**Ítems proporcionados**

__________________________________________________

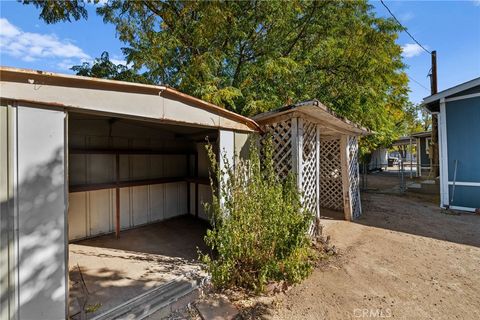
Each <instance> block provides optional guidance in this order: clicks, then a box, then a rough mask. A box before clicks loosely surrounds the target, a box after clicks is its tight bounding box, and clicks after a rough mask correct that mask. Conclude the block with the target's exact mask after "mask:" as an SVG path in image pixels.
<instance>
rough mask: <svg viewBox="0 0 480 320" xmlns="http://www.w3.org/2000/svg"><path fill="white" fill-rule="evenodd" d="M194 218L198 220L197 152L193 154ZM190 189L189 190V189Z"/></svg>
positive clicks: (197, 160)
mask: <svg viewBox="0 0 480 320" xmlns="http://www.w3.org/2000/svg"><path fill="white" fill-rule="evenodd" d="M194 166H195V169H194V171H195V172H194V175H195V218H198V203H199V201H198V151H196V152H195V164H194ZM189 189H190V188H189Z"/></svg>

__________________________________________________

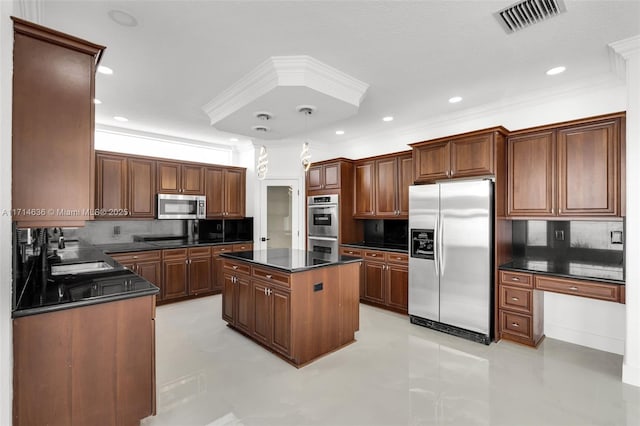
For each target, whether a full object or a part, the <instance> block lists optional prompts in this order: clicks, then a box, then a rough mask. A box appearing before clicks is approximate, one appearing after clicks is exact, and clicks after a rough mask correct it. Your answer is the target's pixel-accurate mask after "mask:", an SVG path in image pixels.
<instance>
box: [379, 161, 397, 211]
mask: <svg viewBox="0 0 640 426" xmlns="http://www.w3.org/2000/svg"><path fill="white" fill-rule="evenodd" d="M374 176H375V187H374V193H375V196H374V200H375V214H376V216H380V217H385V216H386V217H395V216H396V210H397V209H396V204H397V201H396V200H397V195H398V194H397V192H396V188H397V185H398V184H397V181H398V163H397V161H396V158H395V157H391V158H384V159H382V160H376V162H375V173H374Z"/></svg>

__________________________________________________

**Enunciado de la tarea**
Muestra, por favor, cada línea de los ítems que contenga la cadena "instance". Se distinguen mayúsculas y minúsculas.

**Respuesta**
Each <instance> block provides optional guidance in this order: clicks, then a box, then a rough mask. A box before clicks loosely surrounds the target, a box after clicks is its tight bounding box, and clicks after a rough mask correct that mask. Conclude the block with the target's exact mask after "mask:" as an SVG path in image pixels.
<instance>
For each target, whether a full object or a part, the <instance> block lists optional prompts in this order: clicks, then a box, then a rough mask. A box appearing before clicks is approximate, one appearing after clicks is exact, and clicks after a rough mask correct it. Your answer is the target's pixel-accurate mask after "mask:", an SVG path in image pixels.
<instance>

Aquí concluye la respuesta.